(CONSEGNA) Fornisci il seguito del testo sulla legge sul conflitto di interessi, cominciando subito dopo la sua ultima frase.

(TESTO MOSTRATO)
=====
Ovvio che questa affermazione indica mitezza e buona volontà che, in sé, sono buone virtù democratiche. Ma nessuna situazione di confronto umano si risolve in una sintesi. Non un processo. Non un dibattito. Non una gara. Non una equazione aperta o una partita a scacchi. E certo non una competizione elettorale.

Naturalmente ogni democrazia è fondata su valori comuni. Ma quando anche su di essi scoppia il contrasto (è stato il caso delle profonde e selvagge modifiche tentate ai tempi di Berlusconi contro la Costituzione italiana), la risposta non è una sintesi tra vandalismo costituzionale e difesa della Costituzione. La risposta è il voto. Nel caso delle tentate alterazioni alla nostra Costituzione, gli elettori italiani hanno detto no, punto e basta. Ecco perché è un errore, un vistoso e curioso errore, affermare, da parte di Prodi, che la legge proposta dal governo sul conflitto di interessi è blanda e mite, come se tali qualità avvicinassero la controparte (Berlusconi, titolare di uno dei più grandi conflitti di interessi del mondo) e rendessero più facile individuare un “valore condiviso”. Infatti - incoraggiato dall’atteggiamento mite del presidente del Consiglio - il capo dell’opposizione ha reagito con furore. Ha definito la “legge blanda” di Prodi un atto di killeraggio (ovvero di assassinio) presentando una tesi unica nel mondo democratico ed enunciata con estrema chiarezza: «I ricchi devono governare perché hanno una marcia in più. Hanno creato ricchezza per sé dimostrando di essere più bravi, più dotati di talento degli altri». E ha reagito - unico nel mondo democratico, ma ben sostenuto dai suoi avvocati, inclusi quelli poi diventati giudizi costituzionali dimissionari, e dal suo partito di proprietà - con sincera repulsione verso l’idea di separare il potere privato da quello pubblico.
=====
Dati di identificazione della posizione

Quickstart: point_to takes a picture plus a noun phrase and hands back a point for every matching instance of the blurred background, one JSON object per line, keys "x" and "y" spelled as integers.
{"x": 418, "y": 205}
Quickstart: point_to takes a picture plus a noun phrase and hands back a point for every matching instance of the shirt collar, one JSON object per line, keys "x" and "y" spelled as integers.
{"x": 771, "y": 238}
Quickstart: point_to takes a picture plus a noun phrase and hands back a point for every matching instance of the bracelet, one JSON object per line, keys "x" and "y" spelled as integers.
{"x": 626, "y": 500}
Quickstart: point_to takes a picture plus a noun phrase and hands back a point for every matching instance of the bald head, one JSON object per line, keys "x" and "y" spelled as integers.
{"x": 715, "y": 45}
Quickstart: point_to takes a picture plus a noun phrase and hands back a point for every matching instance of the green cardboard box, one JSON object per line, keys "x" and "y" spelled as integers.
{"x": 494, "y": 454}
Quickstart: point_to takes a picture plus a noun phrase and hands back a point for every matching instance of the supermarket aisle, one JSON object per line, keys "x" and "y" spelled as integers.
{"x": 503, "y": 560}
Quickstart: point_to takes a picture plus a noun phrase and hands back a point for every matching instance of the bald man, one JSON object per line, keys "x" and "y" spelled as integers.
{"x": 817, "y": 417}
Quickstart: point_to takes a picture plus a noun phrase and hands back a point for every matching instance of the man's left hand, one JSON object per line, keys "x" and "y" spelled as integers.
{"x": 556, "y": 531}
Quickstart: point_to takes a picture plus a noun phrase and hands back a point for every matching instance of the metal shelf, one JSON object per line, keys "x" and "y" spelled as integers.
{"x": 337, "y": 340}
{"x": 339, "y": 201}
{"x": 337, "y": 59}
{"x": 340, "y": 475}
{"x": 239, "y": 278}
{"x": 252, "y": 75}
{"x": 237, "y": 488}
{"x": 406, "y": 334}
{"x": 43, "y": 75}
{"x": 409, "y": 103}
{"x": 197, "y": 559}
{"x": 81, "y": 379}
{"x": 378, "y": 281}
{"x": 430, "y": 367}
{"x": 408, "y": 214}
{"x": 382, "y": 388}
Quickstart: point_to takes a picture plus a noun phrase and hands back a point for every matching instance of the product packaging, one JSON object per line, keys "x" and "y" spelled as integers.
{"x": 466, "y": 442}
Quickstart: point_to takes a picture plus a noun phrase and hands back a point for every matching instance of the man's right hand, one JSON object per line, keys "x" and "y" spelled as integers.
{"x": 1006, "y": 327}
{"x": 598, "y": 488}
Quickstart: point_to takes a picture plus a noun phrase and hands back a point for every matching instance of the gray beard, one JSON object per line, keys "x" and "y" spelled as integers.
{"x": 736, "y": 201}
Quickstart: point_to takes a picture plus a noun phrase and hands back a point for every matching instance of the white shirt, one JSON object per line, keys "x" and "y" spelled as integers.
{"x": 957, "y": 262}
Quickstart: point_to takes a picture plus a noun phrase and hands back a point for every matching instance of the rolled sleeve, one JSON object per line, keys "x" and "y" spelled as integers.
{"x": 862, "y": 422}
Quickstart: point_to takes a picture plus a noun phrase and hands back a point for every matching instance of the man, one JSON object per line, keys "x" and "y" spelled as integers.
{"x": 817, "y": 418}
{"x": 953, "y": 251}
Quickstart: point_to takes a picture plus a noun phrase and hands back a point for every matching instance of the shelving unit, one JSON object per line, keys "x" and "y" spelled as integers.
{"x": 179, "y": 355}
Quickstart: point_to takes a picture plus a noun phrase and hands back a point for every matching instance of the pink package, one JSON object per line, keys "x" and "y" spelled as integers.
=====
(RISULTATO)
* * *

La vicenda esemplare del Family Day è un’altra buona occasione per esplorare il territorio infido dei “valori condivisi”. Viva la faccia di Pezzotta, l’ex sindacalista diventato predicatore, che annuncia: «Venga chi vuole. Ma sia chiaro che questa è una manifestazione contro i Dico». Che vuol dire: siamo contro ogni tentativo, anche mite, anche blando, di dare una mano alle coppie di fatto.

Ma è ancora più clamorosa la vicenda del presidente della Cei, monsignor Bagnasco, se posta a confronto con quella del giovane presentatore del concerto del Primo maggio Andrea Rivera.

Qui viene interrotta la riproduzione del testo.